§ **Excerpt provided**:
'''
Split an AnnData object into multiple AnnData objects by cell type.

Parameters:

Name	Type	Description	Default
`pdata`	`AnnData`	Input AnnData object.	required
`grouping`	`str`	Column in `pdata.obs` defining cell types.	`'cell_type'`

Returns:

Type	Description
`dict[str, AnnData]`	Dictionary mapping cell types to AnnData objects.

`mina.up.norm_log(anndata_dict, target_sum=1000000.0, exclude_highly_expressed=False, max_value=None, center=True)`

Normalize, log-transform, and scale AnnData objects in place.

Parameters:

Name	Type	Description	Default
`anndata_dict`	`dict[str, AnnData]`	Dictionary of AnnData objects.	required
`target_sum`	`float`	Target total count per sample after normalization.	`1000000.0`
`exclude_highly_expressed`	`bool`	Whether to exclude highly expressed genes during normalization.	`False`
`max_value`	`float or None`	Maximum value after scaling to clip outliers.	`None`
`center`	`bool`	Whether to center features during scaling.	`True`

Returns:

Type	Description
`None`	The input dictionary is modified in place.

Utils

`mina.up.save_raw_counts(anndata_dict, layer_name='raw_counts')`

Store raw count data in a layer for each AnnData object.

Parameters:

Name	Type	Description	Default
`anndata_dict`	`dict[str, AnnData]`	Dictionary of AnnData objects.	required
`layer_name`	`str`	Name of the layer used to store raw counts.	`'raw_counts'`

Returns:

Type	Description
`None`	The input dictionary is modified in place.

`mina.up.append_view_to_var(anndata_dict, join=':')`

Prefix feature names in each AnnData with its dict key and join separator.
'''
§ **Records supplied**:
'''
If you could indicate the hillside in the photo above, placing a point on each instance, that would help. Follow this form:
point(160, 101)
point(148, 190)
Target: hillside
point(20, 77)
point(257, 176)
'''
§ **Problems to work on**:
a – Translate this sentence from the mina.up documentation into Spanish: "Normalize, log-transform, and scale AnnData objects in place."
b – Extend the mina.up documentation beyond its final line, which describes `mina.up.append_view_to_var`. Keep the same style.

§ **Answers for the tasks**:
a – Normaliza, aplica una transformación logarítmica y escala los objetos AnnData in situ.

b –
This modifies the AnnData objects in-place. For example, if the key is "CM" and a gene is "gene1", the new var name becomes "CM:gene1" when join=":".

Parameters:

Name	Type	Description	Default
`anndata_dict`	`dict[str, AnnData]`	Dictionary mapping views to AnnData objects.	required
`join`	`str`	Separator used between view name and feature name. Default is ":"	`':'`

Returns:

Type	Description
`None`	Updates `.var_names` in place.

`mina.up.merge_adata_views(studies: list[dict[str, AnnData]], study_names: list[str], view_mode: str = 'union', min_view_studies: int = 2, var_mode: str = 'outer', min_var_studies: int = 2) -> dict[str, AnnData]`

Merge multiple study-level AnnData dictionaries into unified views.

Parameters:

Name	Type	Description	Default
`studies`	`list[dict[str, AnnData]]`	List of study dictionaries, each mapping view names to AnnData objects.	required
`study_names`	`list[str]`	Unique identifiers for each study. Must align with `studies`.	required
`view_mode`	``{'union', 'intersection', 'min_n'}``	Strategy for selecting views across studies.	`'union'`
`min_view_studies`	`int`	Minimum number of studies required when `view_mode='min_n'`.	`2`
`var_mode`	``{'inner', 'outer', 'min_n'}``	Strategy for merging variables (features).	`'outer'`
`min_var_studies`	`int`	Minimum number of studies required when `var_mode='min_n'`.	`2`

Assumptions

note:: Observation columns are harmonized across studies. Observation names are unique across studies. Feature names are harmonized across studies. View names are consistent across studies. study_names uniquely identify studies.

Returns:

Name Type Description

merged

dict[str, AnnData]

Dictionary of merged AnnData objects, one per retained view.

Keys Each key corresponds to a view (modality/cell type) retained according to view_mode across the input studies.

Values Each value is an AnnData object resulting from concatenating the corresponding AnnData objects from all studies that contain that view. Guarantees:

- `.obs` columns: only columns present in all contributing studies
  are retained (strict intersection).
- `.obs_names` (row identifiers): all original observation names 
  are preserved; duplicates across studies are not allowed.
- `.obs["study"]`: column indicating the study of origin for each
  observation, using the names provided in ``study_names``.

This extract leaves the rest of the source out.